◆ **GIVEN EXERCISE**
Pick up the forum thread on Sorensen mandolins after its final sentence and continue it in the same voice.

◆ **PASSAGE GIVEN**
******

I think the opening notes of this great new song written by Kelsi Harrigill for Flatt Lonesome really sum up the tone I'm trying to deliver in new Sorensen mandolins.  Kelsi is playing her 2016 VX --




Steve

----------


## Steve Sorensen

Silas Powell on a Sorensen AX, Mike Compton on a Gilchrist F5 at the Baygrass Bluegrass Festival last weekend --




Steve

----------

Mark Seale

----------


## JeromeLCSW

Sorensens are everywhere!

----------


## Steve Sorensen

Here's another snippet from the "Mike and Silas Show" -- 




Steve

----------


## sgarrity

Young Silas is pulling some serious traditional tone out of that AX!  :Mandosmiley:

----------

Steve Sorensen

----------


## Steve Sorensen

Old friends making timeless music: Jimmy Mattingly, Gary "Biscuit" Davis, and Danny Roberts -- 




Danny is playing his Sorensen VX mandolin.

Steve

----------


## Steve Sorensen

Some more from Jimmy Mattingly, Gary Davis, and Danny Roberts - "Sally Goodin" at lightspeed.




Steve

----------


## Steve Sorensen

Nice mando break at 0:50 from Don Rigsby and *Flashback* at *SPBGMA 2018* --

https://www.facebook.com/wilsonpicki...5243078532559/

Steve

----------


## Steve Sorensen

Silas Powell making a metronome try to keep up with him -- 

https://www.facebook.com/ThePowellFa...9455209277810/

Steve

----------


## Steve Sorensen

Here's Jaelee Roberts and her Dad with "Oh Atlanta" --




Steve

----------


## Buck

> Some more from Jimmy Mattingly, Gary Davis, and Danny Roberts - "Sally Goodin" at lightspeed.


Nice stuff there!

I would point out that it's "Lebanon" not "Labanon" as in the title of your YouTube post.  I took notice only because my home place is right next door.  :-)

----------

Steve Sorensen

----------


## Steve Sorensen

Check out THIS!

 :Mandosmiley:   Steve

----------


## Steve Sorensen

Warmth, chime, complexity --




Nate Burie will be joining *Summer Brooke & Mountan Faith* in April 2018.

Steve

----------

Cheryl Watson

----------


## Cheryl Watson

This fellow brings out the great tone!

----------


## Steve Sorensen

I really like what young players like Nate are doing with the evolution of the Steffey style of sliding into and out of notes.  Nate was a student with Cory Piatt . . . who also really can pull tone.  Cool to see how Nate steps into Cory's spot with *Mountain Faith*.

Some more - with Justin Anderson on guitar.  It gets dang serious at about 2:45 --




Steve

----------

John Bertotti

----------


## Steve Sorensen

I continue to be increasingly impressed by the great tone of Silas Powell.  Here he is playing Kenny Baker's _Sweet Bunch of Daisies_ on a Sorensen AX. 




So excited to hear what comes next from this great young player!

Steve

----------


## Steve Sorensen

Zack Arnold and his VX in real-world jamming.

******

◆ **RECORD LIST**

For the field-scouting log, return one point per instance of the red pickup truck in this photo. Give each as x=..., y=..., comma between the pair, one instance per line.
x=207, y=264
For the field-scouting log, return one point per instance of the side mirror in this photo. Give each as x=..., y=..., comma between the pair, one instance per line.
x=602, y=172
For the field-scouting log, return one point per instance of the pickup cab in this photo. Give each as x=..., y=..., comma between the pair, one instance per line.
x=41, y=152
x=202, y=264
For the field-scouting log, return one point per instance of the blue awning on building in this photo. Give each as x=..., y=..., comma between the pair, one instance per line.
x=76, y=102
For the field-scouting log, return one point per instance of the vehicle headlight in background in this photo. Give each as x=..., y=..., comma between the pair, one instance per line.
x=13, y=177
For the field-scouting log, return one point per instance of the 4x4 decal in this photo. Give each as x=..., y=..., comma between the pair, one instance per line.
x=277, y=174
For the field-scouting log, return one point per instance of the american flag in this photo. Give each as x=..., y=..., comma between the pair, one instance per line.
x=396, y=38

******

◆ **REPLY TO THE EXERCISE**
Steve

----------


## Steve Sorensen

Exactly 8 years ago, I took my second mandolin build to my new mandolin teacher, Randy Torno, to see if he thought it was "Playable".  To be honest, at that time, I had no idea.  I never was able to pry Ol' Pacifica #2 out of his hands from then on!  Of course, since then, Randy has be come a great family friend and true mentor.

What an amazing ride to now have so many incredible players helping me figure out how to build "Playable" mandolins ! ! !



I was blown away to see tunes with Sorensen mandolins in the top two slots on the "Grassicana" Americana-Bluegrass airplay chart this past week, and am tickled beyond words that with Randy's persistent guidance we now have so many amazing Artists helping me understand how to build "Playable" instruments ! ! ! 

Just in this one week -

Danny Roberts - Sorensen VX with Ray Cardwell and *The Grascals*
Don Rigsby - Sorensen FX with *Flashback*
Justin Harrison with *Nu-Blu Bluegrass* - Sorensen AX
Zack Arnold - Sorensen VX with *ClayBank*
Kelsi Harrigill -Sorensen VX with *Flatt Lonesome* -- on the Gospel Bluegrass chart too ! ! !



Wow!  Wow!!  WOW!!!

Steve

PS - If you see Randy at a Bluegrass Festival, tell him, "Steve said I can play Ol' #2," . . . and maybe he'll let you borrow it for a second!  :Mandosmiley: 

PSS -- Here's a great new video of "Moonshine" --

----------


## Steve Sorensen

Amazing breaks from all *The Grascals* on this high speed version of _Sally Goodin_ . . . but a mind-blowing break from Danny Roberts on that Sorensen VX at 1:25 --




Steve

----------


## Steve Sorensen

Liam Purcell and Sierra Hull perform a really nice new song, "Lindale", written by Liam at the *Colorado College Music Camp 2018*.




Liam is playing his Sorensen Sprite Two-Point.

Steve

----------


## Eric Hanson

Hey Steve,
Congrats on the well earned reputation! May your building continue with joy in your heart!

----------


## Steve Sorensen

Thank you, Eric!  I love building them and love hearing them out in the real world even more!

Here is a quick video that I threw together for *The Grascals* instrumental written by Danny Roberts called _Lynchburg Chicken Run_.  I think the Danny's picking on this song really highlights the tone and balance of his Sorensen VX --




Steve

----------


## Gladys S

I told Steve that the video is silly and a bit scary!  I hope all those drivers (on the real roads) survived!  However, the tone from Danny's mandolin sounds great!

----------


## Mandolindian

Wow Steve, I always knew that when word got out about your builds it would be a game changer! Lucky owner of build
0034 Sorensen Pacifica. Tone to the bone!

----------


## Gladys S

You need to come by sometime and play the new Red Stratus and the Blue Stratus.  Steve said "I'm scared you will bring your bike!"

----------


## mandobluegrassman

I was listening to the Lynchburg Chicken Run on earphones while at work and someone tapped me on the shoulder saying "Nice moves", referring to my clogging. This song has some crazy awesome musicians playing on it!  From the opening notes, the chops, the slides, Danny Roberts on his Sorensen VX raises the bar for incredibly crystal clear tone and balance.  I think it's called the Sorensen "set-up", but I have to say that it's the entire package of a well-built mandolin and expert set-up.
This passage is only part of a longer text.